**Source data:**

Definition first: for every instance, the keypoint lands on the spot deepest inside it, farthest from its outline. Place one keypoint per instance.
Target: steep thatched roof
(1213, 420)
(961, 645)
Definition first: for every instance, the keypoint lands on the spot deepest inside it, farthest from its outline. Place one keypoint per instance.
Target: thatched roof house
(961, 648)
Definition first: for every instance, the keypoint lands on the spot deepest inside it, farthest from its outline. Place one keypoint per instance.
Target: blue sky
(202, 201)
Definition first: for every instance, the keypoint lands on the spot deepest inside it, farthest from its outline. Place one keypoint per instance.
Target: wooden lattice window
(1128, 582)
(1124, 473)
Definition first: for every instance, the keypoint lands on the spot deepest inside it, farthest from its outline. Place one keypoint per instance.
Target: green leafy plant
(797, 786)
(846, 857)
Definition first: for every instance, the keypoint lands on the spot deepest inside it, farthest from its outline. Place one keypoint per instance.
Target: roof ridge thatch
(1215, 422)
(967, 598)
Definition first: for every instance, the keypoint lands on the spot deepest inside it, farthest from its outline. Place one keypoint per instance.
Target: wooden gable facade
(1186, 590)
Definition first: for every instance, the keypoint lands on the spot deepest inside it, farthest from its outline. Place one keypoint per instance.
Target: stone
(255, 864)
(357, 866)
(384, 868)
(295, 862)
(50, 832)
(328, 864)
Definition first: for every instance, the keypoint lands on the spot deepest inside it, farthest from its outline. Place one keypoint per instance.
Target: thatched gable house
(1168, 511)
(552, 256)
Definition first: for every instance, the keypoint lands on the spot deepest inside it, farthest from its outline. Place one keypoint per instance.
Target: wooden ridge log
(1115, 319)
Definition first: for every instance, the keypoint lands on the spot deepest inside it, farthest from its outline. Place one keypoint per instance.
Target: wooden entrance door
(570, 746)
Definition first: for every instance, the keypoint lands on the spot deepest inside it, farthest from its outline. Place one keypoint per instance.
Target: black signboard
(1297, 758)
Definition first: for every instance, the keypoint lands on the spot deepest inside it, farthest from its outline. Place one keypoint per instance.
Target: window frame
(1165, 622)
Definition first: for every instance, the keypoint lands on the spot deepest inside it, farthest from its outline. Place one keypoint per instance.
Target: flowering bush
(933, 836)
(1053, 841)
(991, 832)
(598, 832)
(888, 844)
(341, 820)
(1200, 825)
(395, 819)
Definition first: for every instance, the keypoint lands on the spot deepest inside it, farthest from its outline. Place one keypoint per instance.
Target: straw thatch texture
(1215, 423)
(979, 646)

**Stated task:** Can you repeat all of the records above word for word, in the same order?

**Result:**
Definition first: for every instance, the keypoint lands on the spot deepest inside it, farthest from its outline. Place one keypoint per instance.
Target: steep thatched roof
(1213, 420)
(961, 645)
Definition first: for every instance, the keypoint lands on the spot deepest inside it, farthest from its outline. Place one keypoint per instance.
Target: thatched roof house
(961, 648)
Definition first: for every instance, the keypoint lands on the spot deepest inside it, farthest from its outline. Place one keypoint per instance.
Target: blue sky
(202, 201)
Definition first: for every instance, the keypoint lands on the spot deepest inside it, farthest from its outline. Place one keypoint per instance.
Target: wooden lattice window
(1128, 582)
(1124, 473)
Definition first: for every instance, the keypoint lands on the spot deepest inside it, farthest from its outline. Place one keypoint per instance.
Target: green leafy plant
(797, 786)
(846, 857)
Definition first: for every instance, the keypoint lands on the spot deepest inside it, farthest from its outline. Place one keypoint per instance.
Target: roof ridge thatch
(1215, 422)
(967, 598)
Definition first: for every instance, the keypoint lands on the spot deepest inside it, farthest from its outline. Place one keypoint per instance.
Target: wooden gable facade
(1186, 590)
Definition first: for every instance, the keypoint lands on the spot deepest inside it, farthest from its outline. Place one keypoint per instance.
Target: stone
(255, 864)
(357, 866)
(384, 868)
(295, 862)
(50, 832)
(328, 864)
Definition first: for every instance, the keypoint lands on the spot deepest inside it, farthest from its outline. Place one keypoint per instance.
Target: thatched gable house
(1168, 511)
(552, 256)
Definition first: for every instance, the keypoint lands on the spot deepest inside it, farthest from its outline. Place one keypoint per instance.
Target: wooden ridge log
(1115, 319)
Definition first: for every instance, the keypoint lands on the spot deepest inside it, farthest from its outline. Place one keypoint per instance.
Target: wooden entrance door
(570, 746)
Definition first: for every instance, the keypoint lands on the spot deepest inside it, farthest from its outline. Place one keypoint per instance.
Target: black signboard
(1297, 758)
Definition first: for every instance, the keypoint lands on the spot deepest inside it, farthest from its outline. Place one keypoint per instance.
Target: window frame
(1165, 622)
Definition first: for every instance, the keypoint lands on the spot deepest inside it, farthest from its outline. Place one keypoint per instance.
Target: flowering bush
(933, 836)
(1053, 841)
(991, 832)
(598, 832)
(888, 844)
(341, 820)
(1200, 825)
(395, 819)
Definition first: for every instance, the keypoint lands on the spot deepest inside it, farthest from its outline. Place one keypoint per instance.
Target: straw thatch texture
(1215, 423)
(979, 646)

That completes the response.